Supplied text.
***

I liked what the governor of Ohio, Mike De Wine said recently: “We will get through this. ... The sun will come out and shine upon our state, our beautiful Ohio.”
In times like this we need faith. That is what I am lacking. Have faith!
Yes, I am swimming in other distractions. My house is full of half finished projects that I have started over the years & never completed. Now is a good time to finish a few of of them for a change. For example, I have always intended to sew but just need to sit myself down & start.
It reminds me of Winston Churchill’s book entitled Painting as a Pastime. He says he stood in the beginning outside in his garden before a blank canvas unable to make any mark on it with his paints.
The wife of a friend of Winston dropped by & witnessed him struggling to begin his painting. She grabbed the brush from his hands, if I remember correctly & splashed a bold starting mark across his canvas. From there he was able to begin his paintings! He was somehow freed to start his exportation of oil painting from that point on. He just could not begin from a entirely blank slate.
Sometimes it seems we need some help breaking the ice so to speak. You sound very close to your mother. My mother painted abstractly for a few years, but I never thought to ask her what her paintings were of! I guess I thought it might be too insulting to ask when I was younger. I regret this now because I do not know what these abstractions I saved are of.
I regret also not jotting down our family tree that my mother could rattle off the top of her head. Now might be a good time for you to write down any favorite recipe or whatnot of your mother’s. Because you live away from her it might be possible to capture some keepsake letters from her. That would put your distance to such a great advantage.

***

Listed records.
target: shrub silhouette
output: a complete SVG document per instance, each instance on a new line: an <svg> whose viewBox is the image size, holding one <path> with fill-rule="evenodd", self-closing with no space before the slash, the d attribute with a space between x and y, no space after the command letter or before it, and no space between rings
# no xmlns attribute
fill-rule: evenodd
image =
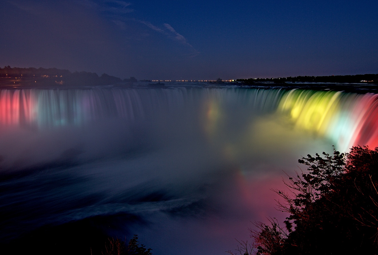
<svg viewBox="0 0 378 255"><path fill-rule="evenodd" d="M278 209L290 215L285 229L274 218L271 226L255 223L253 249L240 254L378 253L378 148L334 148L298 162L307 171L284 180L288 191L273 190L283 199Z"/></svg>

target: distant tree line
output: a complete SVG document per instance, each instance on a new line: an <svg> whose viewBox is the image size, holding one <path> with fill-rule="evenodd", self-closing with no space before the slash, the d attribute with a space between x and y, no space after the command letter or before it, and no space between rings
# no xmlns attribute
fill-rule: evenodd
<svg viewBox="0 0 378 255"><path fill-rule="evenodd" d="M359 83L361 80L366 83L378 83L378 74L357 74L356 75L336 75L327 76L299 76L271 78L238 79L236 81L246 84L253 84L256 82L273 82L276 83L290 82L317 82L332 83Z"/></svg>
<svg viewBox="0 0 378 255"><path fill-rule="evenodd" d="M253 242L240 242L237 253L378 254L378 148L323 154L299 160L307 170L284 181L288 191L274 190L290 215L284 226L255 223Z"/></svg>
<svg viewBox="0 0 378 255"><path fill-rule="evenodd" d="M121 79L119 78L103 74L99 76L95 73L74 72L56 68L39 68L29 67L11 68L9 66L0 68L0 77L18 79L18 81L23 84L38 82L45 85L63 84L65 85L104 85L119 83L132 83L137 82L134 77ZM6 82L6 80L2 80Z"/></svg>

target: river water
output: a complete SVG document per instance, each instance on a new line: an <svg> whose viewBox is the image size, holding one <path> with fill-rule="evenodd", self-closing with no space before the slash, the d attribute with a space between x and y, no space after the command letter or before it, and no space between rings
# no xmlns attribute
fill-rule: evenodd
<svg viewBox="0 0 378 255"><path fill-rule="evenodd" d="M284 220L271 189L302 156L378 145L377 96L0 90L0 240L90 219L107 235L138 234L154 254L225 254L249 239L251 221Z"/></svg>

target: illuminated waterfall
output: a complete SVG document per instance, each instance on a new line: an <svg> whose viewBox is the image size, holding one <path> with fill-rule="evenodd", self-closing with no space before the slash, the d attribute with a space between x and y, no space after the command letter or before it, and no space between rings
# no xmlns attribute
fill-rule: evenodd
<svg viewBox="0 0 378 255"><path fill-rule="evenodd" d="M200 104L207 111L205 128L211 133L225 114L222 107L237 102L254 114L286 116L296 128L330 139L345 150L357 144L378 146L377 96L284 89L2 90L0 125L43 128L112 117L132 122Z"/></svg>

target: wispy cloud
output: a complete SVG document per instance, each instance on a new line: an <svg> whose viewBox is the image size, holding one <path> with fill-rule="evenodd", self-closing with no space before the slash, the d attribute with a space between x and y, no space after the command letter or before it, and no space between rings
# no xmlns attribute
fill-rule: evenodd
<svg viewBox="0 0 378 255"><path fill-rule="evenodd" d="M157 31L158 32L161 33L162 34L166 34L167 33L164 31L162 29L160 29L159 28L155 26L154 26L150 22L147 22L146 21L143 21L142 20L138 20L139 22L142 24L144 24L145 25L150 28L153 30L155 30L155 31Z"/></svg>
<svg viewBox="0 0 378 255"><path fill-rule="evenodd" d="M134 11L130 8L131 3L120 0L79 0L78 2L87 7L99 9L101 11L112 14L129 13Z"/></svg>
<svg viewBox="0 0 378 255"><path fill-rule="evenodd" d="M138 20L138 21L143 24L144 24L145 25L153 30L155 30L155 31L158 32L160 33L165 35L169 38L172 38L174 40L178 41L183 44L189 46L192 49L193 52L189 54L185 54L184 55L189 56L191 57L195 57L200 54L200 53L199 51L195 49L191 44L187 42L186 39L183 36L178 33L176 30L175 30L175 29L172 27L172 26L169 24L167 24L166 23L165 23L164 24L164 26L166 29L166 30L164 30L152 25L150 22L142 20Z"/></svg>

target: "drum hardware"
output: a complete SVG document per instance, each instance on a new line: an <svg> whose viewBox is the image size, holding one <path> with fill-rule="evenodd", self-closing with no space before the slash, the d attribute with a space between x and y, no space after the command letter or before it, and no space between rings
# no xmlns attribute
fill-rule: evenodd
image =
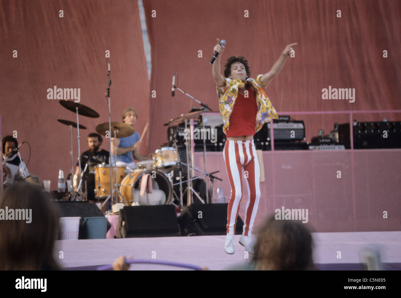
<svg viewBox="0 0 401 298"><path fill-rule="evenodd" d="M129 203L134 202L134 190L138 190L140 187L140 182L146 174L150 174L152 177L152 181L154 181L157 183L159 189L164 193L166 195L166 204L171 204L172 197L172 186L168 175L162 171L156 169L140 169L134 170L132 173L130 173L124 178L121 182L121 186L119 187L119 193L123 197L126 198L126 200ZM153 176L155 175L155 177ZM156 189L154 189L156 190ZM149 204L149 198L148 194L147 194L147 201Z"/></svg>
<svg viewBox="0 0 401 298"><path fill-rule="evenodd" d="M109 105L110 105L110 99L109 98L109 120L110 120L110 115L109 115ZM109 130L109 129L110 130ZM108 132L110 132L109 133L113 133L114 135L114 161L115 163L115 161L117 160L117 145L116 144L116 139L117 138L125 138L127 137L129 137L132 135L135 132L135 130L132 127L129 125L128 124L126 124L125 123L122 123L120 122L111 122L109 121L109 122L104 122L103 123L101 123L96 127L96 131L99 134L102 135L103 135L105 136L106 134L108 134ZM110 143L111 144L111 138L110 139ZM111 145L110 145L110 146ZM110 152L111 152L111 147L110 147ZM110 158L111 159L111 158ZM112 178L111 175L110 176L110 185L112 186L112 188L111 191L110 192L110 194L109 194L108 196L106 198L106 200L103 202L102 205L102 207L103 205L105 204L107 201L110 198L112 199L112 198L115 198L115 200L114 202L113 202L113 204L115 204L116 202L122 202L124 203L127 206L129 206L128 202L126 200L125 198L121 194L119 190L119 185L117 183L117 168L118 167L116 167L115 165L113 166L112 165L112 163L111 162L111 160L110 160L110 162L109 163L109 167L111 168L111 172L114 172L114 181L115 183L114 184L113 183ZM113 171L113 169L114 169ZM103 170L104 171L105 170ZM114 193L114 195L113 194Z"/></svg>
<svg viewBox="0 0 401 298"><path fill-rule="evenodd" d="M71 151L70 151L70 155L71 155L71 179L72 179L72 177L74 177L74 165L73 161L73 127L75 127L75 128L78 127L78 125L77 125L75 122L72 121L69 121L68 120L64 120L62 119L58 119L57 120L60 122L61 123L63 123L66 125L68 125L70 127L70 136L71 139ZM85 127L83 125L79 125L79 128L82 129L86 129L86 127ZM72 198L74 197L74 188L71 188L71 198Z"/></svg>
<svg viewBox="0 0 401 298"><path fill-rule="evenodd" d="M92 110L90 108L87 106L86 106L82 104L79 104L77 102L75 102L73 100L59 100L59 102L60 104L61 104L65 108L71 111L71 112L75 111L77 114L77 131L78 133L78 135L77 136L77 138L78 139L78 168L79 171L79 179L81 180L81 146L80 144L80 140L81 139L81 137L79 136L79 129L81 128L81 126L79 125L79 117L78 117L78 115L82 115L82 116L86 116L87 117L90 117L93 118L97 118L99 117L99 114L95 110ZM59 121L61 123L63 123L61 121ZM65 124L64 123L64 124ZM72 123L70 123L69 125L72 125ZM72 135L71 134L71 136ZM72 144L72 142L71 142L71 144ZM71 151L72 150L71 150ZM71 153L72 156L72 153ZM73 167L73 166L72 165L71 167ZM73 169L71 169L73 170ZM73 174L73 172L71 172L71 174ZM74 199L77 197L77 194L74 197ZM83 200L82 198L80 198L81 200Z"/></svg>
<svg viewBox="0 0 401 298"><path fill-rule="evenodd" d="M80 158L79 159L80 160L81 158ZM88 159L87 161L86 162L86 163L85 164L85 167L83 169L83 171L82 172L82 173L80 173L79 184L78 184L78 188L77 188L77 192L75 193L75 196L74 197L73 197L73 199L72 200L71 200L71 201L75 201L76 199L76 198L77 198L77 195L81 192L81 188L82 186L82 182L83 181L83 179L82 179L82 177L83 176L83 174L84 174L84 173L85 171L86 171L86 169L88 168L88 165L89 164L89 159ZM87 185L86 184L86 180L85 181L85 192L86 193L86 192L87 192L87 189L88 189L88 188L87 188ZM85 193L85 198L87 198L87 196L86 195L86 194ZM81 198L81 199L82 199L82 198Z"/></svg>

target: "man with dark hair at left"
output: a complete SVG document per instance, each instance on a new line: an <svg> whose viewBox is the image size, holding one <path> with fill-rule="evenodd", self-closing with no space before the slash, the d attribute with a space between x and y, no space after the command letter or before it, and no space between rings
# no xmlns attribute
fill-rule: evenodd
<svg viewBox="0 0 401 298"><path fill-rule="evenodd" d="M7 135L3 138L3 160L11 153L13 150L18 147L17 139L11 135ZM21 162L18 155L14 153L9 158L7 162L3 163L3 184L9 185L14 183L16 177L25 179L24 171L26 176L26 180L30 183L38 184L29 174L26 165L23 161Z"/></svg>
<svg viewBox="0 0 401 298"><path fill-rule="evenodd" d="M101 136L96 133L92 133L88 135L87 140L89 150L85 151L81 155L81 169L83 170L85 168L85 165L88 161L88 159L87 157L85 157L86 156L93 157L102 163L108 164L109 158L110 157L109 153L108 151L100 149L100 146L103 141ZM77 178L79 173L78 164L77 163L77 169L75 170L74 175L75 180L76 180L75 177ZM89 160L86 171L83 173L83 178L85 180L82 182L81 190L83 191L85 191L85 181L86 181L87 188L87 199L89 201L95 201L95 168L97 164L95 162ZM75 190L77 190L77 185L75 185Z"/></svg>

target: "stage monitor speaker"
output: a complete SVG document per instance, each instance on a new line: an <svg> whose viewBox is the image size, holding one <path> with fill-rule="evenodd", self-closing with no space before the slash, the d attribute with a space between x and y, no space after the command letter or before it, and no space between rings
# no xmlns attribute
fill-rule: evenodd
<svg viewBox="0 0 401 298"><path fill-rule="evenodd" d="M181 236L172 205L124 206L118 229L122 238Z"/></svg>
<svg viewBox="0 0 401 298"><path fill-rule="evenodd" d="M100 209L94 203L88 201L70 202L55 201L61 211L63 217L80 216L80 217L96 217L104 216Z"/></svg>
<svg viewBox="0 0 401 298"><path fill-rule="evenodd" d="M352 127L354 149L401 148L401 122L355 122ZM349 123L338 125L338 140L351 149Z"/></svg>
<svg viewBox="0 0 401 298"><path fill-rule="evenodd" d="M88 231L88 227L84 218L90 217L104 217L104 214L94 203L89 203L88 201L80 202L70 202L69 201L55 201L61 211L63 217L74 217L79 216L81 218L79 221L79 231L78 239L93 239ZM105 220L106 219L105 217ZM108 220L106 220L107 230L108 231L111 225Z"/></svg>
<svg viewBox="0 0 401 298"><path fill-rule="evenodd" d="M178 221L183 236L225 235L228 204L192 204L184 206ZM235 234L242 233L244 222L239 216Z"/></svg>

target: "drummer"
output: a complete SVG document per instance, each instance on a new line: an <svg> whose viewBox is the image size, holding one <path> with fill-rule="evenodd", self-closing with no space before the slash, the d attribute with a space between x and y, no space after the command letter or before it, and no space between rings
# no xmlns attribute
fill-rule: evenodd
<svg viewBox="0 0 401 298"><path fill-rule="evenodd" d="M88 157L92 157L97 159L101 163L108 164L109 158L110 155L109 151L100 148L103 140L101 136L96 133L91 133L88 135L87 138L88 141L88 147L89 150L85 151L81 155L81 167L82 170L85 168L85 165L88 162ZM84 173L83 179L83 182L86 182L87 187L87 199L91 202L95 202L95 168L98 163L92 160L89 160L88 163L88 167L86 171ZM78 187L76 182L78 175L79 173L79 169L77 164L77 169L75 170L74 180L75 182L74 188L75 191ZM82 190L85 191L85 184L82 185Z"/></svg>
<svg viewBox="0 0 401 298"><path fill-rule="evenodd" d="M138 118L136 111L132 108L128 108L123 113L123 121L126 124L134 127ZM114 139L111 138L111 143L114 144ZM117 166L125 165L131 169L136 167L136 160L146 160L149 159L149 156L142 155L139 153L139 150L142 144L140 141L139 134L135 131L129 137L125 138L117 138L115 140L117 148ZM111 147L111 162L114 164L114 148Z"/></svg>

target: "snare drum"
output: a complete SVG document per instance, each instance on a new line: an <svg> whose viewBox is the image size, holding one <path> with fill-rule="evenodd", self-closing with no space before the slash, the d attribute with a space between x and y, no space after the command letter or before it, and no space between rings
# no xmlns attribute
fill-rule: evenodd
<svg viewBox="0 0 401 298"><path fill-rule="evenodd" d="M141 169L152 169L154 168L154 161L153 159L142 160L136 163L136 166Z"/></svg>
<svg viewBox="0 0 401 298"><path fill-rule="evenodd" d="M154 168L163 172L175 169L180 164L180 157L177 149L173 147L162 147L153 153Z"/></svg>
<svg viewBox="0 0 401 298"><path fill-rule="evenodd" d="M114 169L117 169L117 187L125 177L125 167L114 167L113 171L113 183L114 183ZM109 165L98 165L95 167L95 197L101 200L109 196L111 192L110 185L110 167Z"/></svg>
<svg viewBox="0 0 401 298"><path fill-rule="evenodd" d="M134 201L135 192L139 191L142 176L145 174L150 174L152 181L156 181L160 190L166 195L166 205L170 204L172 197L173 187L171 182L166 174L158 169L137 169L132 173L127 175L121 182L120 193L128 202ZM154 191L155 190L154 190ZM137 195L138 194L137 194Z"/></svg>

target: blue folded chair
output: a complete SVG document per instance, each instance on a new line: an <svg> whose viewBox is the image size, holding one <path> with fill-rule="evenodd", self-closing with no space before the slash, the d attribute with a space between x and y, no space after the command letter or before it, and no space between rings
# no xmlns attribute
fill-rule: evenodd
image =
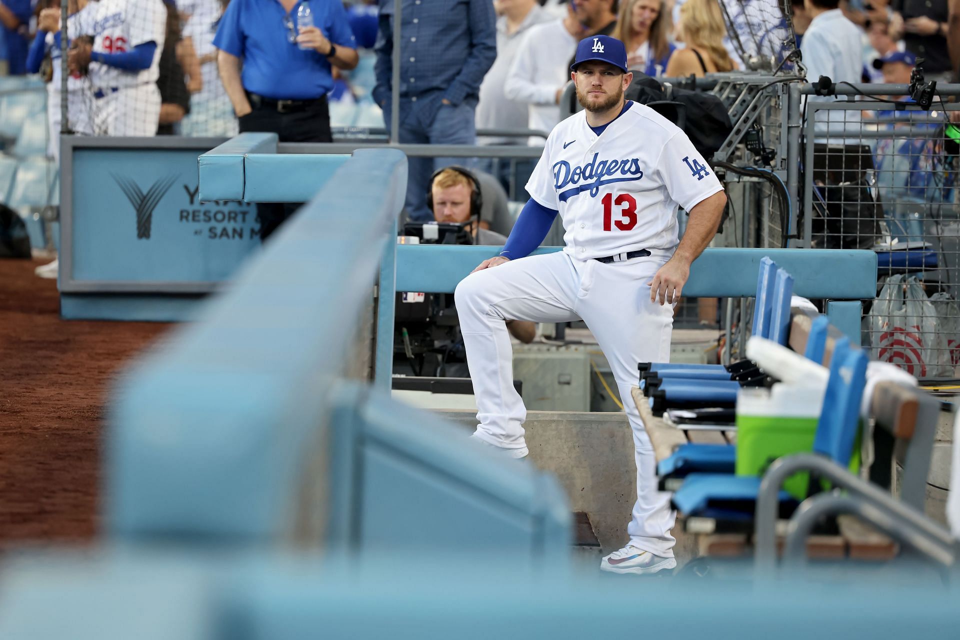
<svg viewBox="0 0 960 640"><path fill-rule="evenodd" d="M838 464L850 464L859 427L860 398L866 383L867 355L852 349L850 341L837 342L830 363L824 407L817 422L813 452ZM715 473L691 473L673 494L673 506L685 515L730 514L738 518L753 512L760 478ZM811 493L815 481L811 479ZM786 491L780 499L786 507L796 500Z"/></svg>
<svg viewBox="0 0 960 640"><path fill-rule="evenodd" d="M766 259L766 258L764 258ZM773 265L773 262L770 262ZM774 283L769 289L766 281ZM790 298L793 296L793 277L781 269L768 267L765 281L761 287L762 300L757 307L762 312L755 314L754 325L758 331L755 335L774 340L780 344L786 344L790 329ZM691 369L683 369L684 372ZM677 372L674 369L673 372ZM708 373L709 378L687 375L675 376L673 372L659 371L642 374L640 388L650 398L650 407L655 414L661 413L667 407L715 407L732 405L736 402L736 393L744 386L743 380L731 380L730 374L726 380L718 379L716 371ZM763 381L763 374L755 371L751 384Z"/></svg>
<svg viewBox="0 0 960 640"><path fill-rule="evenodd" d="M760 259L760 269L756 276L756 301L754 304L754 327L753 335L769 337L770 331L770 304L773 300L774 289L777 280L777 264L769 257ZM789 296L787 296L787 307L789 308ZM715 372L723 375L737 370L738 367L753 367L749 360L734 363L732 365L697 365L691 363L639 363L639 370L644 371L676 371L679 369L689 370L692 374L696 371ZM687 375L685 377L694 377Z"/></svg>
<svg viewBox="0 0 960 640"><path fill-rule="evenodd" d="M810 325L804 356L815 363L823 363L827 348L827 335L830 322L826 316L818 316ZM657 465L660 487L676 478L690 473L733 473L736 465L736 447L732 444L682 444L673 455Z"/></svg>

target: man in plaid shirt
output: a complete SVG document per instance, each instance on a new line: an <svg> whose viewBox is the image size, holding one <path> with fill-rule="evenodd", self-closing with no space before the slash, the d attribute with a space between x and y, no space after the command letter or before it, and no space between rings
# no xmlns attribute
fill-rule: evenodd
<svg viewBox="0 0 960 640"><path fill-rule="evenodd" d="M394 42L393 0L380 3L373 100L391 126L393 56L400 56L398 139L404 144L476 144L480 83L496 59L491 0L403 0L402 40ZM409 158L407 212L428 222L430 176L462 158Z"/></svg>

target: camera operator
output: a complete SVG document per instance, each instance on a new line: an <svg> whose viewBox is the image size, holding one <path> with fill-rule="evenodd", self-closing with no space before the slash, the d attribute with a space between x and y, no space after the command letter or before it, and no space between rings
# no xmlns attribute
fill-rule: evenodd
<svg viewBox="0 0 960 640"><path fill-rule="evenodd" d="M475 245L502 247L507 242L506 236L492 231L487 221L483 220L485 212L491 218L496 215L495 206L489 207L489 211L485 208L485 200L488 203L492 201L485 199L477 175L463 167L441 169L430 179L427 205L433 211L434 220L465 225ZM506 209L505 196L502 206ZM507 329L521 343L530 343L537 337L534 322L508 320Z"/></svg>

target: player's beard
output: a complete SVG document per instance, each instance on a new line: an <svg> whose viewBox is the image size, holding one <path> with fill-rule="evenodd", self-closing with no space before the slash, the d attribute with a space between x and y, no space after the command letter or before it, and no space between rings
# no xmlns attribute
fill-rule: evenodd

***

Short exercise. Carry on the piece about unfinished projects and a mother's keepsakes, picking up right after its last sentence. The listing comes from a separate source.

Answer to the task.
Yes, I would be pleased to let you know how I’ve muddled along in the future. It is during times like this not having parent figures closer at hand (in-spite of any or all of their sort comings) seems to add even more to one’s feelings of loneliness. However, it sounds like most folks are avoiding visiting their parents at this time for everyone’s safety & wellbeing.
As I recall didn’t it take John F. Kennedy, Jr. three tries to pass his law degree test? And he could afford to use all the private assistance in the world he wanted studying for them no doubt. The wisest instructor I had said to eat really well ... chicken & other foods that will help your higher brain functions. He also said to be sure to exercise daily, if that is still possible for you to do now.
If exercising is not a option, I once heard a young woman talk about her experience having Guillain-Barre Syndrome. She was on a ventilator unable to move her body for weeks on end. So she practiced her tennis strokes daily in her mind! She fully recovered by the way & became a formidable tennis opponent.
Loneliness & anxiety has been my stumbling block too, but we shall over come & yes, never give up!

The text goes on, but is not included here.